Work instruction: The entire listing below must be written out word for word.

Input data:
+ + + +

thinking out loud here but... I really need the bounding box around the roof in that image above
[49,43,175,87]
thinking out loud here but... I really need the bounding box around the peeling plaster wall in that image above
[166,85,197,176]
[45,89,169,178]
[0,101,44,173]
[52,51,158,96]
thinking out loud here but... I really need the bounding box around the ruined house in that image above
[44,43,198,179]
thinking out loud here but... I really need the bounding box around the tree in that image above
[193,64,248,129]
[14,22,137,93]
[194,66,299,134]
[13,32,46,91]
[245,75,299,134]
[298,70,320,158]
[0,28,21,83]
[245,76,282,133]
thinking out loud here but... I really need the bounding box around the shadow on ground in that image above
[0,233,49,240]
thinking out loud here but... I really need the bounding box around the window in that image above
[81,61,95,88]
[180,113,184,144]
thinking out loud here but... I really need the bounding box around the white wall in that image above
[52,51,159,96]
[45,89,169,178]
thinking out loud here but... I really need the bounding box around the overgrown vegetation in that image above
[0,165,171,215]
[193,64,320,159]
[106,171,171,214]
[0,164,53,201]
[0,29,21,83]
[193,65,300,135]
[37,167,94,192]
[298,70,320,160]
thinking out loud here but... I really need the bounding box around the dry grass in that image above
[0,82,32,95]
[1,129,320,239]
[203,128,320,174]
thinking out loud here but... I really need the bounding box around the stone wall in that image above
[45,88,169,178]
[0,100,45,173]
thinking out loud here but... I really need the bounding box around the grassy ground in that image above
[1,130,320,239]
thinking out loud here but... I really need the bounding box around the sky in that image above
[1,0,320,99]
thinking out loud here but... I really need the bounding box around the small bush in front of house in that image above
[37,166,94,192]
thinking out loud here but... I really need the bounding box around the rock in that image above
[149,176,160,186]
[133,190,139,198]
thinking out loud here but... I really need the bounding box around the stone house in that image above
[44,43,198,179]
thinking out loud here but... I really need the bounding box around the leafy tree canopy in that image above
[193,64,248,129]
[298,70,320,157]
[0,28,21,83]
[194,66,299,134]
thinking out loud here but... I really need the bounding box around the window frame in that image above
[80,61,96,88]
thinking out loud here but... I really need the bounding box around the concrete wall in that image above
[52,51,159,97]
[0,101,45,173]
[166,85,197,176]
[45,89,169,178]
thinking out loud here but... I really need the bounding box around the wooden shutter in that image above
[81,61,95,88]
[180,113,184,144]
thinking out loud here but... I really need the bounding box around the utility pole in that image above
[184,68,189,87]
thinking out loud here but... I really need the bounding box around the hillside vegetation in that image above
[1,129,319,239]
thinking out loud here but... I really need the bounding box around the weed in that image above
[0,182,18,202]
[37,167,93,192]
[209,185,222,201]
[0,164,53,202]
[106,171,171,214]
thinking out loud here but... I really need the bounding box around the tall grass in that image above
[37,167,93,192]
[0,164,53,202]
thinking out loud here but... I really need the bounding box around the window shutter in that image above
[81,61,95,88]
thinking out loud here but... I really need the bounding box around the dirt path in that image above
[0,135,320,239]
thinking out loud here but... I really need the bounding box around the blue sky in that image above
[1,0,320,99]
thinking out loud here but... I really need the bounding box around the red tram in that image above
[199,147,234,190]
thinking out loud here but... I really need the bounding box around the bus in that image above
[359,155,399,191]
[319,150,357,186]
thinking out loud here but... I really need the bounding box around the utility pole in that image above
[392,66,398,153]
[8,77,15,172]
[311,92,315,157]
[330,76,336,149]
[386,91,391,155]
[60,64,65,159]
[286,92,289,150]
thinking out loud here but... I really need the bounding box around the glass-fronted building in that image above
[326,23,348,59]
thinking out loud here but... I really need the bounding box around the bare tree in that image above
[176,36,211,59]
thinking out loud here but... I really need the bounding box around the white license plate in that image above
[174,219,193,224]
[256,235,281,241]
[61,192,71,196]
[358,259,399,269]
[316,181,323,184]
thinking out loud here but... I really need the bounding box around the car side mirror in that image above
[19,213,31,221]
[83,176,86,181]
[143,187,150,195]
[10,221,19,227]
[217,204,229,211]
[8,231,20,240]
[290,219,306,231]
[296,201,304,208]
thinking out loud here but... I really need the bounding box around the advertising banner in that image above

+ + + +

Written reply:
thinking out loud here but... I really need the bounding box around the roof in that image above
[49,43,175,87]
thinking out loud here but... I really need the bounding box around the peeling plaster wall in that image above
[166,85,197,176]
[45,89,169,178]
[0,101,44,173]
[52,51,158,96]
thinking out loud here but... I really need the bounding box around the ruined house in that image above
[44,43,198,179]
thinking out loud here but... I really need the bounding box around the tree in that image above
[193,64,248,129]
[14,22,137,93]
[194,66,299,134]
[13,32,46,91]
[245,75,299,134]
[298,70,320,158]
[0,28,21,83]
[245,76,282,133]
thinking out loud here but... I really need the bounding box around the shadow on ground in that image above
[0,233,49,240]
thinking out loud here but... I really need the bounding box around the window in that image above
[81,61,95,88]
[180,113,184,144]
thinking out loud here but... I really need the bounding box around the white wall in that image above
[52,51,159,96]
[45,89,169,178]
thinking out loud here but... I really need the bounding box around the overgrown vegetation in that image above
[0,165,171,215]
[193,64,320,159]
[106,171,171,214]
[0,164,53,201]
[0,29,21,83]
[193,65,300,135]
[37,167,94,192]
[298,70,320,160]
thinking out loud here but... I really need the bounding box around the dry grass in that image above
[0,82,32,95]
[1,129,320,239]
[203,128,320,174]
thinking out loud here but... I really need the bounding box around the stone wall in that image above
[45,88,169,178]
[0,100,45,173]
thinking out loud here but... I really need the bounding box around the grassy ground in that image above
[1,130,320,239]
thinking out loud here but... I really need the bounding box around the sky in that image above
[1,0,320,99]
thinking out loud here but... I really need the bounding box around the small bush in front of house in that image above
[37,166,94,192]
thinking out loud here but... I really need the bounding box around the rock in that image above
[149,176,160,186]
[133,190,139,198]
thinking out loud here but... I really need the bounding box around the stone house in that image above
[44,43,198,179]
thinking out loud here but... I really need the bounding box around the leafy tree canopy in that image above
[193,64,248,129]
[298,70,320,157]
[0,28,21,83]
[194,66,299,134]
thinking out loud here but... I really need the bounding box around the window frame in that image above
[80,61,96,88]
thinking out loud here but... I really need the bounding box around the concrete wall in that image above
[52,51,159,97]
[0,101,45,173]
[166,85,197,176]
[45,89,169,178]
thinking out loud here but... I really need the bounding box around the wooden shutter in that image above
[81,61,95,88]
[180,113,184,144]
thinking out loud here but... I really need the bounding box around the utility pole in that image above
[184,68,189,87]
thinking out loud here but... I really need the bounding box around the hillside vegetation in that image above
[1,129,319,239]
thinking out loud here but... I really need the bounding box around the weed in that image above
[0,182,18,202]
[37,167,93,192]
[209,185,222,201]
[0,164,53,202]
[106,171,171,214]
thinking out loud here but... I really need the bounding box around the tall grass in that image above
[37,167,93,192]
[0,164,53,202]
thinking out loud here but... I really need the bounding box around the window shutter in that image above
[81,61,95,88]
thinking out loud here but... I really need the bounding box around the dirt path in that image above
[0,135,320,239]
thinking out loud here but... I really need the bounding box around the blue sky in that image above
[1,0,320,99]
thinking out loud here but... I really need the bounding box around the red tram in that image above
[199,147,234,190]
thinking out loud here but... I really need the bounding box around the bus in that image above
[359,155,399,191]
[319,150,357,186]
thinking out loud here but... I really need the bounding box around the utility pole in that image above
[392,66,398,153]
[8,77,15,172]
[311,92,315,157]
[330,76,336,149]
[386,91,391,155]
[60,64,65,159]
[286,92,289,150]
thinking out loud here but... I really need the bounding box around the glass-fronted building in that image above
[326,23,348,59]
thinking out loud here but... I really need the bounding box around the bare tree in that image above
[176,36,211,59]
thinking out loud here but... I really need the bounding box around the white license plate in that image above
[174,219,193,224]
[256,235,281,241]
[61,192,71,196]
[358,259,399,269]
[316,181,323,184]
thinking out loud here but... I really need the bounding box around the car side mirror in that image above
[19,213,31,221]
[83,176,86,181]
[143,187,150,195]
[10,221,19,227]
[217,204,229,211]
[8,231,20,240]
[290,219,306,231]
[296,201,304,208]
thinking out loud here but... I really need the bounding box around the advertising banner in that image above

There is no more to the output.